5 Techniques to Actually Skyrocket your Productivity

Spoiler: getting up at 5 isn’t one of them.


Life is busy. Shiny objects are all around and distractions wait at every corner.

Fellow entrepreneurs know that working for yourself can make it even harder. Lack of structure, deadlines, and routines put you into the only position of authority. If you don’t force yourself to change from your pajamas into proper clothes nobody will.

The result: we over-schedule, over-stimulate — underperform. We get to the end of a day realizing we have spent most of our time on low-impact activities.

Don’t Give Yourself an Option

This article is written for you to challenge some of the common productivity hacks. I have found that many of them are nothing but hot air. They may work in theory but fail in practice. Here are the only five productivity techniques that have helped me improve the quality of work I do.

Here we go:

Don’t Set Artificial Deadlines — Make Them REAL

I’ve tried to get up at 5.30 am for a year — failing 90% of times. I felt discouraged.

Then I moved to San Francisco. All my meetings with European clients got shifted to early morning hours. Nothing is more effective in getting me out of bed than a real meeting at 7 in the morning.

If you struggle with “artificial deadlines” as much as I do — try to make them real.

I keep reading blogs that tell you to mark your work-outs in your calendar and then sticking to them. DON’T. Schedule a work-out with your personal trainer three times a week or commit to a session with a friend. The same principle works in business. Book that investor meeting for next week — I guarantee, you’ll have your business plan updated by then.

Prioritize Your To-Do List (the RIGHT WAY)

“Don’t prioritize your schedule. Schedule your priorities.” — Stephen Covey

Though Steven Covey is right, I have found myself struggling with know what my priorities are and should be.

Between putting out fires and getting new leads, which one do you choose? I never knew how to prioritize until my business partner showed me Dan Martell’s Focus Filters. Here is his technique:

Use a scoring system for prioritizing your to-do list

1. Activity makes money (3 Points)

2. Makes customers happy (2 Points)

3. Helps you scale/ is a repeatable system (1 Point)

Assign points to every activity on your list and for each use the weighted score. Those that get most points should be top of your todo list.

### WHAT THIS EXERCISE ASKS
1. In the productivity article's scoring system, how many points does an activity that makes customers happy receive?
2. Write out the productivity article word for word, everything from "Spoiler: getting up" down to "on low-impact activities.".
3. Continue the productivity article past its last sentence.

### SUPPLIED ENTRIES
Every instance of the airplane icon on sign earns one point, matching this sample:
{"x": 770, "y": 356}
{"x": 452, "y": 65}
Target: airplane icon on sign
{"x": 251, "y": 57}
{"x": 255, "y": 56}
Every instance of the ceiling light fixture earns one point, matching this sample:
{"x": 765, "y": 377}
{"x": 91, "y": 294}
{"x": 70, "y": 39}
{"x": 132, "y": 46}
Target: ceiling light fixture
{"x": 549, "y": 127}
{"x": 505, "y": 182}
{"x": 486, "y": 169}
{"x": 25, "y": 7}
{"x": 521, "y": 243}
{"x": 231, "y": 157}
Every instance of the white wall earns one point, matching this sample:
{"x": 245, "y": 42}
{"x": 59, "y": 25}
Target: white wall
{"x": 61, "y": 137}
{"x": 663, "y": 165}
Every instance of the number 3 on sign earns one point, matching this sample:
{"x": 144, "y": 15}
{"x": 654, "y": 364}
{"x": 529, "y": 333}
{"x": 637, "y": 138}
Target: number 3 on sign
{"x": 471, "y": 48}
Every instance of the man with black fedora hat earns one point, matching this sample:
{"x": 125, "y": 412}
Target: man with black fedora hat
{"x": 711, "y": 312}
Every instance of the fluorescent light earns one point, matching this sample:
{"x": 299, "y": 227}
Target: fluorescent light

### RESULTS FOR THE EXERCISE
1. 2 points.

2.
Spoiler: getting up at 5 isn’t one of them.


Life is busy. Shiny objects are all around and distractions wait at every corner.

Fellow entrepreneurs know that working for yourself can make it even harder. Lack of structure, deadlines, and routines put you into the only position of authority. If you don’t force yourself to change from your pajamas into proper clothes nobody will.

The result: we over-schedule, over-stimulate — underperform. We get to the end of a day realizing we have spent most of our time on low-impact activities.

3.
Simple, right? Simple and effective.

Get out There from Time to Time

I know the struggle: your calendar is full to the brim. You sit down at your desk and swear yourself to “knock everything out”. Next thing you know, four hours have gone by and you find yourself lost in the Internet. Don’t waste your own time: you can’t sit down and get “everything done” without ever taking a break.

Carve out time to go on walks, meet friends, meditate, call a loved one, or go out there and see something new every once in a while. I have found that traveling helps me increase my productivity and creativity in the long run.

Manager and Maker Days

Meetings are the worst. You sat down to write an article or work on a website overhaul. You’re in the zone and deep in thoughts when your co-worker taps on your shoulder from behind asking for a meeting. You cringe… follow suit…. have the meeting…. go back to your desk… and can’t get back into the flow…. you end up browsing through your emails…. killing time… until the day is over.

The problem: you tried to divide your time between two vastly different tasks. Making and managing.

Venture capitalist Paul Graham talked about this a few years ago:

There are two types of schedule, which I’ll call the manager’s schedule and the maker’s schedule. The manager’s schedule is for bosses. It’s embodied in the traditional appointment book, with each day cut into one hour intervals. You can block off several hours for a single task if you need to, but by default you change what you’re doing every hour. (…)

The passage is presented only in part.